Work instruction >>
Reproduce every line of the material below exactly. No pictures belong in the copy.

Dataset entries >>
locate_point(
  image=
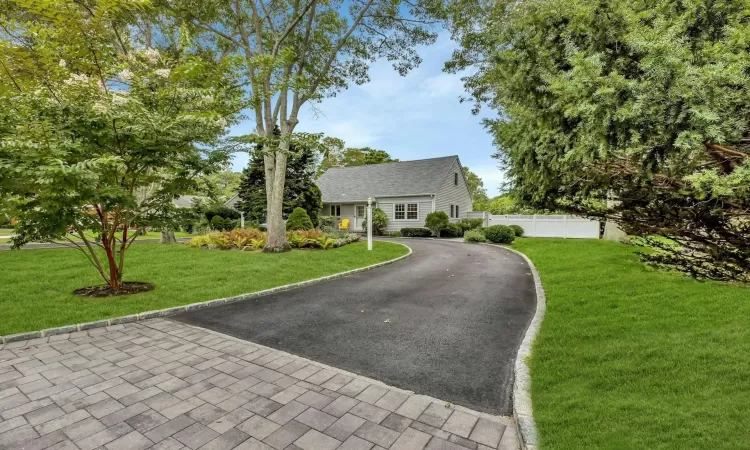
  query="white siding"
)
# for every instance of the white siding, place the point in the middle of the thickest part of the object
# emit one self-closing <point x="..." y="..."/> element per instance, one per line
<point x="450" y="194"/>
<point x="425" y="207"/>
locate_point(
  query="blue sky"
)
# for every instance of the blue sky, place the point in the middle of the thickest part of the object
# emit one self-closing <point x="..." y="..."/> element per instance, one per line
<point x="413" y="117"/>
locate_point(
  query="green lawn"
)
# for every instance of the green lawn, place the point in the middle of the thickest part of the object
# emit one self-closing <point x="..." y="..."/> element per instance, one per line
<point x="632" y="358"/>
<point x="36" y="285"/>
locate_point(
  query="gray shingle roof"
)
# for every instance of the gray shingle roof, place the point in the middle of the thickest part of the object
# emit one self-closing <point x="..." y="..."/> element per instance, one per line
<point x="348" y="184"/>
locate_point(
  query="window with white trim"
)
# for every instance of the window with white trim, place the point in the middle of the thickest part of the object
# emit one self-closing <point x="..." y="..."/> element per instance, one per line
<point x="406" y="211"/>
<point x="412" y="211"/>
<point x="400" y="211"/>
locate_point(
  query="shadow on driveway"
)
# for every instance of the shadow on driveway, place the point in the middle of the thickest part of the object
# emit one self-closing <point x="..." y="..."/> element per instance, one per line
<point x="445" y="322"/>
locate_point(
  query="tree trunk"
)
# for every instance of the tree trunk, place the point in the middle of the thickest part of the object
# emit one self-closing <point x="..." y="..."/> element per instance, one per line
<point x="275" y="166"/>
<point x="167" y="236"/>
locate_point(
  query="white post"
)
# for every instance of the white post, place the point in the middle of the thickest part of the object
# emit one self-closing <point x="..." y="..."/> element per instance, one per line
<point x="369" y="223"/>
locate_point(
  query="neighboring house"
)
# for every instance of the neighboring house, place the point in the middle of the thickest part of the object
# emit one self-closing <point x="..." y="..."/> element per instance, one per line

Answer space >>
locate_point(
  image=
  query="white siding"
)
# for every instance of the white siding, place the point in the middle of the thickest part of the object
# emit one self-closing <point x="..." y="..."/> element per instance, one per line
<point x="450" y="194"/>
<point x="425" y="207"/>
locate_point(
  query="blue sky"
)
# for every instance of the blue sky, place the point in the middle of the thickest part of the object
# emit one self-closing <point x="..." y="..."/> element per instance, one per line
<point x="413" y="117"/>
locate_point(
  query="green lawn"
)
# for every instance of the green lawn, place the point in the middle of the thickest part of the object
# emit one self-closing <point x="..." y="..."/> element per instance, one per line
<point x="632" y="358"/>
<point x="36" y="285"/>
locate_point(
  query="gray shingle roof"
)
# for every instance of the gray shingle roof, place the point in the middle of the thickest part of the object
# emit one self-closing <point x="..." y="..."/> element per instance, one per line
<point x="348" y="184"/>
locate_point(
  query="window with white trim"
)
# for every instance of the window with white trim, place the point in the middle of the thickest part of the object
# emit one self-closing <point x="..." y="..."/> element per instance, one per line
<point x="406" y="211"/>
<point x="412" y="211"/>
<point x="400" y="211"/>
locate_point(
  query="shadow on driveway"
)
# for every instance of the shadow on driveway, place the point in the middle of the thickest part of the object
# emit one self-closing <point x="..." y="..."/> element per instance, one per line
<point x="445" y="322"/>
locate_point(
  query="tree trunk"
)
# for every instance of the tree trunk, place the point in the middle of the thickest part of the object
# emit one self-closing <point x="..." y="..."/> element per instance, one per line
<point x="275" y="166"/>
<point x="167" y="236"/>
locate_point(
  query="white post"
)
# for every instance of the white post, place the point in the middle of the thickest part of the object
# emit one self-closing <point x="..." y="..."/> element per instance, one per line
<point x="369" y="223"/>
locate_point(
  query="neighboring house"
)
# for every instance of the neighboring house, place the point in the middle of the thickest part of the object
# emit one self-closing <point x="..." y="..."/> element per instance, one per line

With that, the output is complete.